Exercise set
1) In the court ruling on the restaurant sale, what does the defendant say he expressly declined to give?
2) Continue the court ruling on the restaurant sale from its last sentence.

Excerpt
────────────────────────────────────────
Positions of the parties
[18] The plaintiff claims that Mr. Bekele is personally liable for the balance of the purchase price. She submits that she and he reached an oral agreement by which he undertook personally to pay the full purchase price. Had he not done so, she asserts, she would not have transferred the business to him. She therefore seeks to enforce her claim for payment of the balance of the purchase price against him personally. In the alternative, she submits that the defendant entered into the transaction using a corporate purchaser with the fraudulent intent of never paying the balance of the purchase price. As a result, she argues, the corporate veil should be pierced and the defendant held personally liable.
[19] The position of the defendant is that he never agreed to assume personal liability. The transaction was carried out in good faith, through a corporation, and he expressly declined to give a personal guarantee. He did his best to make the business succeed, but it failed because it lacked sufficient revenue at the time he purchased it. The defendant advances a counterclaim for the losses he suffered, on the theory that the plaintiff knowingly misrepresented the profitability of the restaurant, with a view to inducing him to purchase it. In response to the counterclaim, the plaintiff denies any misrepresentation, and asserts that she told the defendant about the gross revenues of the business, not the net profit.
Analysis
Personal liability
[20] The first question to answer is whether I am persuaded on the evidence that the defendant agreed to assume personal responsibility for payment of the balance of the purchase price. The plaintiff says that he did, a fact denied by the defendant. On balance, I am unable to accept the plaintiff’s evidence on this point, for several reasons.
────────────────────────────────────────
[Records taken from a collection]
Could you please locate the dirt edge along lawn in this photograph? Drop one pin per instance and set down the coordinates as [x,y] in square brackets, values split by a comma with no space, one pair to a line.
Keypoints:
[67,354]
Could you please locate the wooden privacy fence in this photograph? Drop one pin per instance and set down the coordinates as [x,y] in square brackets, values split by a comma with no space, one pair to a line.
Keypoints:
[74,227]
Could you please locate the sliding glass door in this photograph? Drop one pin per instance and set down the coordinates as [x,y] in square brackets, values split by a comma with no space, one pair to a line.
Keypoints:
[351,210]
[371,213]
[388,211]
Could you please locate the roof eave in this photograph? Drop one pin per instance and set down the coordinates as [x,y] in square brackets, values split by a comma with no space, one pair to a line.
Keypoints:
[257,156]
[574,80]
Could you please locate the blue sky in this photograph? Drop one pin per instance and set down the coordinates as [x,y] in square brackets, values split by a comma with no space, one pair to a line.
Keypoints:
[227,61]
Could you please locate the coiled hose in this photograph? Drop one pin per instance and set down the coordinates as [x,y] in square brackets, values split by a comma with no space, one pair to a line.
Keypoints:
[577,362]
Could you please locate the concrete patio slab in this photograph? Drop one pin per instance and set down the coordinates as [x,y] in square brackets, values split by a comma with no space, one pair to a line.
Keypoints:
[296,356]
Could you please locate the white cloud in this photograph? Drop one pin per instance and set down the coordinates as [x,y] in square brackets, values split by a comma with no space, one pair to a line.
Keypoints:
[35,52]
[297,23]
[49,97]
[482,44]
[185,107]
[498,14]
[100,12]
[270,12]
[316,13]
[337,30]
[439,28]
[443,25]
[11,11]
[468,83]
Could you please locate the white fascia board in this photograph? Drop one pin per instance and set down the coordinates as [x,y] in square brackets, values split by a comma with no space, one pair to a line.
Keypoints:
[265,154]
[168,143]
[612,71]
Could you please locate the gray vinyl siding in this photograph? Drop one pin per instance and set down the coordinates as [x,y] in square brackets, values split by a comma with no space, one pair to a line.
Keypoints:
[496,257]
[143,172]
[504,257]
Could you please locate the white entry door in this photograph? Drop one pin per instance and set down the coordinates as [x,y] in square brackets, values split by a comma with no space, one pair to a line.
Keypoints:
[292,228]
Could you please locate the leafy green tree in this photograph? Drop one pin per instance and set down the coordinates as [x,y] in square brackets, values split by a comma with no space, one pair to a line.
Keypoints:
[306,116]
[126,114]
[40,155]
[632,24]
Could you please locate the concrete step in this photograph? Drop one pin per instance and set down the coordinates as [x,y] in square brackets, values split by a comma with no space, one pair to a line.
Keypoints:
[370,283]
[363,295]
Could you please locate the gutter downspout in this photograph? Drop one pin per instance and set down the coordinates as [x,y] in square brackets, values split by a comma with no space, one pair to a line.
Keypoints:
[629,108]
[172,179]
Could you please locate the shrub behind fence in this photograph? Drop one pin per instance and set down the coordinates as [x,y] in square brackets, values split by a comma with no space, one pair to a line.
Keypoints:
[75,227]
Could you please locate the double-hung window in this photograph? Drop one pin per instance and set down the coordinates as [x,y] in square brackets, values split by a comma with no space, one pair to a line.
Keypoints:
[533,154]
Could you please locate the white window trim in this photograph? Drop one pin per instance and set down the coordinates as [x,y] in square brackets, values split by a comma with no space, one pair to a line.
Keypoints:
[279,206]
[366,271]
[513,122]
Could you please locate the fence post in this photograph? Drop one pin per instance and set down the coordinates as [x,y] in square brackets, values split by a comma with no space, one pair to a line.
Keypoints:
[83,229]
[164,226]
────────────────────────────────────────
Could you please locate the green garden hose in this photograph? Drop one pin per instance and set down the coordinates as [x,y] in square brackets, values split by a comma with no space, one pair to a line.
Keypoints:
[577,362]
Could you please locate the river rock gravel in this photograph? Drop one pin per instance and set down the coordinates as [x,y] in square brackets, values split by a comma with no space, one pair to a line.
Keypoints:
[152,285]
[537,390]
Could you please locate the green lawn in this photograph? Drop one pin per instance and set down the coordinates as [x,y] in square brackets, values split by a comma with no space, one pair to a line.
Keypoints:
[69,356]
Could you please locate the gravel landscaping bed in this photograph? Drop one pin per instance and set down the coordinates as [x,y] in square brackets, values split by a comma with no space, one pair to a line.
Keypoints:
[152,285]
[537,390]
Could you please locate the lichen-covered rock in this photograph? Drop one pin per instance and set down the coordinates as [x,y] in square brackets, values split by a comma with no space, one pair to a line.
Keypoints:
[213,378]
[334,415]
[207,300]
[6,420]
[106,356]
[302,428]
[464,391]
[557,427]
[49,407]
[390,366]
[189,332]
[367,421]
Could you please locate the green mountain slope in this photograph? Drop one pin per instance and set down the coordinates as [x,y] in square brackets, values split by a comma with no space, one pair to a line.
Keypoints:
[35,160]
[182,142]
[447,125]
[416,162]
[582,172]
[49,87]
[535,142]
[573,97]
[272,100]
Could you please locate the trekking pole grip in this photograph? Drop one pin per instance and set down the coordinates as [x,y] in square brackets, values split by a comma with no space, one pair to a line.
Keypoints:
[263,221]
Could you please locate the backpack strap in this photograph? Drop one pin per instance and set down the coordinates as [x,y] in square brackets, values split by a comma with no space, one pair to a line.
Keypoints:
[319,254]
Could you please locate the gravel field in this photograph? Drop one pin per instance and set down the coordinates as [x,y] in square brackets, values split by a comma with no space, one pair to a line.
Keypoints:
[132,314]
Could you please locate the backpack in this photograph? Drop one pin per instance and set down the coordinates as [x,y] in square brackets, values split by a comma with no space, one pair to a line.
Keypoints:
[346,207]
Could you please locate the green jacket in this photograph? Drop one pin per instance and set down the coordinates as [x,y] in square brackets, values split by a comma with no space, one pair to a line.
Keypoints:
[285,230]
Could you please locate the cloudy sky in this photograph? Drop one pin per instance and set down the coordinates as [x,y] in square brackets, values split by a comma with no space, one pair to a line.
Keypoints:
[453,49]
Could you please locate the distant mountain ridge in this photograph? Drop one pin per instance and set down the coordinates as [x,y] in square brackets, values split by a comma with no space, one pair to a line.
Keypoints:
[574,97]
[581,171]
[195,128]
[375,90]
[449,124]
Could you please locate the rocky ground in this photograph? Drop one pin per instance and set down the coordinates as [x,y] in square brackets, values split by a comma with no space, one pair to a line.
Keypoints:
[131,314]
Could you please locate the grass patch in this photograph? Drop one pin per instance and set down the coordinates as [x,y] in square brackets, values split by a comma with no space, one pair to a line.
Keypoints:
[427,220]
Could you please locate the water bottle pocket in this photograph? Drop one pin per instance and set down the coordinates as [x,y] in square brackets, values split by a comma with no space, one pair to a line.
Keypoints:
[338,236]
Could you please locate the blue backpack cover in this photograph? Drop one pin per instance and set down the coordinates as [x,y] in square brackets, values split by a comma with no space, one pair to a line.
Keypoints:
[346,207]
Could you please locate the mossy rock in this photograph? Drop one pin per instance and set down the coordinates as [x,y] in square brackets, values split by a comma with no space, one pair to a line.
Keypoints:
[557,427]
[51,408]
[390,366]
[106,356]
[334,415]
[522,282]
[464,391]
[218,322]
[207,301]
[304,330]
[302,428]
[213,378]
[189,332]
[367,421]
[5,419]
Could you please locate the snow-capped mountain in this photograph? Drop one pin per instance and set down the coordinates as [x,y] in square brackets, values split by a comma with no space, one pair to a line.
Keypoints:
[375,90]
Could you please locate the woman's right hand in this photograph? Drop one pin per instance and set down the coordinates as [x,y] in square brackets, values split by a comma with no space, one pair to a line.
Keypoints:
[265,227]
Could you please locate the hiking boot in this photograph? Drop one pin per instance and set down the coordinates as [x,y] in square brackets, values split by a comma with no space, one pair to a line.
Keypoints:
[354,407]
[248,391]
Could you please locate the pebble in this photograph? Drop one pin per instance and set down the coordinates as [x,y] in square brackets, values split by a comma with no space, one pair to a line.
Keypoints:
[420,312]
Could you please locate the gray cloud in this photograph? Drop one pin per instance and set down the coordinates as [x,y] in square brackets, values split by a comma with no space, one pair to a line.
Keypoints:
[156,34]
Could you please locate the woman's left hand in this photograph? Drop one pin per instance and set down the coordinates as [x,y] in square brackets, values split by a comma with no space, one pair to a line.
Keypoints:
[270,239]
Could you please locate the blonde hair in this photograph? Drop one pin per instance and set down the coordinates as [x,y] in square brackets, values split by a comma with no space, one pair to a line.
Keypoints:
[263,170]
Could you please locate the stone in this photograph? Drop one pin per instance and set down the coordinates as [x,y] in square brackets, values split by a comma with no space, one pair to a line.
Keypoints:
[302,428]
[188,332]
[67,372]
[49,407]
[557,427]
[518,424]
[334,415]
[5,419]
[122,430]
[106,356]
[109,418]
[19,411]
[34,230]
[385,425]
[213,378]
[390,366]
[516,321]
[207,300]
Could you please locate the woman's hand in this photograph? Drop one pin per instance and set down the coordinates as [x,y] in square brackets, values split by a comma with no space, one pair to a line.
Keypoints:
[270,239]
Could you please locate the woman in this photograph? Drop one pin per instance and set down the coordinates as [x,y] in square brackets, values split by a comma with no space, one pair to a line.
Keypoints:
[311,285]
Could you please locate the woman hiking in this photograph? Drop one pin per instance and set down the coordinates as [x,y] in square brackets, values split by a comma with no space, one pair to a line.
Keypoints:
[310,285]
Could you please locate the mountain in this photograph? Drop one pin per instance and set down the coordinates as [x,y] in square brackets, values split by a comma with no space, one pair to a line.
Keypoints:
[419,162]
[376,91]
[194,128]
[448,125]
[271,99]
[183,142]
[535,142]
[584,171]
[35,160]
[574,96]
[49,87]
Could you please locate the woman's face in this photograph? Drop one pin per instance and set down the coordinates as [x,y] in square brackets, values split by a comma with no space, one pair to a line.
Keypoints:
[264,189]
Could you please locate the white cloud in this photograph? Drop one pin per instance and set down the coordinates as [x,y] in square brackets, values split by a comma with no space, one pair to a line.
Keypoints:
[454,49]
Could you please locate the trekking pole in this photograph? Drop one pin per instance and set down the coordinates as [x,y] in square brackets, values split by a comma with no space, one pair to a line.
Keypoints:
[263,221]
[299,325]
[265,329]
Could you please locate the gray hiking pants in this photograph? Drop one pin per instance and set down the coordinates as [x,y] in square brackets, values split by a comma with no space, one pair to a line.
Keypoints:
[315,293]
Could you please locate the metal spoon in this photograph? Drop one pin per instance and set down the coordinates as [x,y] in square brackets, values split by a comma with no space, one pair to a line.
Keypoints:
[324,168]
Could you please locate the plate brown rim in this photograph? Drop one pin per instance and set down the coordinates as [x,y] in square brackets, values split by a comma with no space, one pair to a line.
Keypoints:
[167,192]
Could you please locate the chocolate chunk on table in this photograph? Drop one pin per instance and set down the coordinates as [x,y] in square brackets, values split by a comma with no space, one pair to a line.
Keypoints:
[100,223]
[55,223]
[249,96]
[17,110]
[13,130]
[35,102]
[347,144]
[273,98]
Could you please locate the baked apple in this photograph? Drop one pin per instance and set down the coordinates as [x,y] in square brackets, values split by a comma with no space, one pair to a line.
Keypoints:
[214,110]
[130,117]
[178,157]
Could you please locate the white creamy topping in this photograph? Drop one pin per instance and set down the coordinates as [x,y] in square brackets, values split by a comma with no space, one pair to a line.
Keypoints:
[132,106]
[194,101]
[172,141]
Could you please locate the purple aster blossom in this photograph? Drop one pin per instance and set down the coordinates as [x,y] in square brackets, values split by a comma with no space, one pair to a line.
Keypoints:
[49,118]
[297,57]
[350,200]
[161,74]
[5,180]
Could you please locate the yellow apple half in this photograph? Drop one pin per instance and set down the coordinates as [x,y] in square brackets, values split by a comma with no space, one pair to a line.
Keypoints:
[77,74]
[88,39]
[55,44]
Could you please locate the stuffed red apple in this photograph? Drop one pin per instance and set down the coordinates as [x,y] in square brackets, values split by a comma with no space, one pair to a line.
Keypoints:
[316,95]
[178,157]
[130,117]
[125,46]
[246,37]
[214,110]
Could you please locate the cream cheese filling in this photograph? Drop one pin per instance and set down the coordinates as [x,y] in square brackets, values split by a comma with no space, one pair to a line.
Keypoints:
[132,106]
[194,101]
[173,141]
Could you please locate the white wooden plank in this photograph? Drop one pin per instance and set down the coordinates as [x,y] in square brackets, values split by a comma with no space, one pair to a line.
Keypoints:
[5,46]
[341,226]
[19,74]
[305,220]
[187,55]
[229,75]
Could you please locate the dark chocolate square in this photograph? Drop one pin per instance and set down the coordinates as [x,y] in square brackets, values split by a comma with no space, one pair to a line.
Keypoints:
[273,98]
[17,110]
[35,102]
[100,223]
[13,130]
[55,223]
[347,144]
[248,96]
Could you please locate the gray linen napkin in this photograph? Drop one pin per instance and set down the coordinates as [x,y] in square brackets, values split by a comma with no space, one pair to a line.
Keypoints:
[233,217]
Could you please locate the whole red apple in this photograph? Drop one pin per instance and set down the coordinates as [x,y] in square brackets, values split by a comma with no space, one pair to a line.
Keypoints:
────────────────────────────────────────
Responses to the tasks
1) A personal guarantee.

2)
[21] Firstly, the plaintiff’s assertion that there was a parallel, oral agreement between the plaintiff and the defendant relating to the transaction, is contrary to the terms of the written agreement of purchase and sale that was prepared by the plaintiff’s own real estate agent and signed by both parties. It names the buyer as “Kifle Bekele (To be Incorporated)” thus indicating the intention of the parties that the purchaser was to be a limited company, not the defendant personally. It says nothing about a personal guarantee or any obligation on the part of Mr. Bekele in his personal capacity.
[22] Importantly, Paragraph 16 of that document expressly states that “[t]here is no representation, warranty, collateral agreement or condition affecting this agreement other than as expressed herein.” To accept the plaintiff’s evidence and find in her favor on this point, would be to contradict and vary the express terms of the signed contract. To rely on oral evidence to contradict and vary a written agreement would be contrary to established principles of contract law. “The parol evidence rule precludes admission of evidence outside the words of the written contract that would add to, subtract from, vary, or contradict a contract that has been wholly reduced to writing.” Sattva Capital Corp. v. Creston Moly Corp. 2014 SCC 53, [2014] S.C.J. No. 53, at para. 59.
[23] Secondly, if – as the plaintiff asserts – the defendant had agreed to personally guarantee payment of the deferred portion of the purchase price, then it would have made sense for her lawyer to insist on obtaining a side personal guarantee from the defendant. In the period leading up to the completion of the sale transaction, her lawyer prepared such a document and submitted it to the defendant’s lawyer, who responded by saying that the defendant was not prepared to sign a personal guarantee. Subsequently, plaintiff’s lawyer reported that his client had said she did not require the personal guarantee. That statement by the plaintiff is contrary to the position she is now advancing.
[24] Even if I were to accept the plaintiff’s evidence that the transaction as originally contemplated was between the two individuals, certainly by the time it came to be documented in the agreement of purchase and sale and the further materials prepared by the parties’ lawyers, the concept of personal liability on the part of the defendant was no longer part of the arrangement.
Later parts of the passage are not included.